== Task instructions ==
Transcribe exactly the line containing "Where can the girl be" plus every later line in the data.

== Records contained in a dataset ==
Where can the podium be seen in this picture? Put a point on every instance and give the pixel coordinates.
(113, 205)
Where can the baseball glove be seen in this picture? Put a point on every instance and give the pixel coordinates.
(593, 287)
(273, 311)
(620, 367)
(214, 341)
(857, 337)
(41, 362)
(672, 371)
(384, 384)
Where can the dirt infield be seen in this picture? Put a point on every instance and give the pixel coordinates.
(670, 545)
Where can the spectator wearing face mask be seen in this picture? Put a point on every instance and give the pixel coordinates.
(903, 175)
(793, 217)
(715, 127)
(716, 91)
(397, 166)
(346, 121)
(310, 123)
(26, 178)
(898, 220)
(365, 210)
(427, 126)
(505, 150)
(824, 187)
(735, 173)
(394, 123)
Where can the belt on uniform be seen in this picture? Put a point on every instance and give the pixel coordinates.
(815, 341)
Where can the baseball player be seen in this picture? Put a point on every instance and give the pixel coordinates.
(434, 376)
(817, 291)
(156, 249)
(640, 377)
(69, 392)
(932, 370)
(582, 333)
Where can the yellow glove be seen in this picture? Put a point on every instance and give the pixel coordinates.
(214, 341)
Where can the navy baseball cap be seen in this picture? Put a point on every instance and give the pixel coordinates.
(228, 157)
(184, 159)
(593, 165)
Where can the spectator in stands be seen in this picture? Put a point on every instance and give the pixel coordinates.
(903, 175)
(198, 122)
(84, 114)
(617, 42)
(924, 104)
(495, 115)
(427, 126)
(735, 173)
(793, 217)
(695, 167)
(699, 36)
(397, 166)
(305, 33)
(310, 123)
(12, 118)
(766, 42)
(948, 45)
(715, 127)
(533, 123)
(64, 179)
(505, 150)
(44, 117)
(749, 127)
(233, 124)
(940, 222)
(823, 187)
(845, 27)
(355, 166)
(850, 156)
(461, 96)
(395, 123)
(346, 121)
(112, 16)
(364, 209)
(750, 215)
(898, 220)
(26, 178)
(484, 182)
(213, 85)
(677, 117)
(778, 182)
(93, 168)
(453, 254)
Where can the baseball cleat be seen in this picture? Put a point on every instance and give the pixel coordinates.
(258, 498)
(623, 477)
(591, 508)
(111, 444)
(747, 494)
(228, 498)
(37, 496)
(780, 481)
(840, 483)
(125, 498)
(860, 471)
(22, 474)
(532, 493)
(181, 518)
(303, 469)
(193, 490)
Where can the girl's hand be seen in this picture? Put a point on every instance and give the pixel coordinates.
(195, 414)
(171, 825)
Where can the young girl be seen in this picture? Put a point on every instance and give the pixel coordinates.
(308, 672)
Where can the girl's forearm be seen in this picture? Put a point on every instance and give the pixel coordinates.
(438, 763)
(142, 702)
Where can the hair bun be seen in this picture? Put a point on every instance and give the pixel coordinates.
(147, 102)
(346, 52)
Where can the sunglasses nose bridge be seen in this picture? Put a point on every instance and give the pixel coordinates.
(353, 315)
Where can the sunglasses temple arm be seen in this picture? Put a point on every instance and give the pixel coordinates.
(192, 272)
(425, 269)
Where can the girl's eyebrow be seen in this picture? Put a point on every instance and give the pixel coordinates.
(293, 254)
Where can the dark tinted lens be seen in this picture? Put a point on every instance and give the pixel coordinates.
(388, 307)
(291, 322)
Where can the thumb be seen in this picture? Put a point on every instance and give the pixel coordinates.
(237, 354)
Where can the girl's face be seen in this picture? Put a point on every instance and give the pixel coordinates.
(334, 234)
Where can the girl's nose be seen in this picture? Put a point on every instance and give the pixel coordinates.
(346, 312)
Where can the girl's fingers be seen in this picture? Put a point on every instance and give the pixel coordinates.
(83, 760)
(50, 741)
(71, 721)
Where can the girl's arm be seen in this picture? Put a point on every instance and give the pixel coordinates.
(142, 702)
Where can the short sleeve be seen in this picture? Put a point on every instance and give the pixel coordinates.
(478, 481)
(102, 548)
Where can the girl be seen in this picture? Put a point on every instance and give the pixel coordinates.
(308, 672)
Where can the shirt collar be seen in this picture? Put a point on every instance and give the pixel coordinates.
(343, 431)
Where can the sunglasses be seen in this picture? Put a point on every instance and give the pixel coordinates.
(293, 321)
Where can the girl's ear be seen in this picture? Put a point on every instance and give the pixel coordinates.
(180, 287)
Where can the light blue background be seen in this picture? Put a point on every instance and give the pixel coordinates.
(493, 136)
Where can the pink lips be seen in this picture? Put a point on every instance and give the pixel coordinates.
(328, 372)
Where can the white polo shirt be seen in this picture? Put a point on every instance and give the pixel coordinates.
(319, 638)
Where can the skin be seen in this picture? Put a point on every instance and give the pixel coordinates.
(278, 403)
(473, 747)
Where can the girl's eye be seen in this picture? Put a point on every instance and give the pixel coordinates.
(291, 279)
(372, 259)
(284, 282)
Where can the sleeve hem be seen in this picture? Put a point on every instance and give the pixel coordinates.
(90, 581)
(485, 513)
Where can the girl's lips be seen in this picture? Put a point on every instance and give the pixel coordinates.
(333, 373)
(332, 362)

== Written solution ==
Where can the girl be seen in this picture? Put a point on every instance and give the pixel coordinates.
(308, 672)
Where can the shirt collar be seen in this picture? Put a point on every instance and give the pixel coordinates.
(343, 431)
Where can the sunglasses be seen in this picture? Put a point on every instance and give the pixel coordinates.
(293, 321)
Where can the girl's ear be seen in this picture? Put a point on every instance and give the pixel coordinates.
(180, 287)
Where can the light blue background be seen in this picture? Put a point on every instance and give the pixel coordinates.
(493, 136)
Where can the pink lips be seen in this picture? Put a point on every instance and give the pixel coordinates.
(328, 372)
Where can the white polo shirt be seen in this picture? Put a point on every instance and give the pixel coordinates.
(319, 638)
Where can the skin be seen in this picture? Put a point on every instance and give the pixel coordinates.
(278, 403)
(473, 747)
Where can the girl's eye be seen in this picture? Put a point on every instance and give the pixel coordinates.
(291, 279)
(372, 259)
(284, 282)
Where can the sleeve hem be seen in this picture? Put a point on every instance and give the pixel coordinates.
(90, 581)
(485, 513)
Where can the girl's lips be seen in this picture? Put a point on every instance and give the pixel coordinates.
(333, 373)
(332, 362)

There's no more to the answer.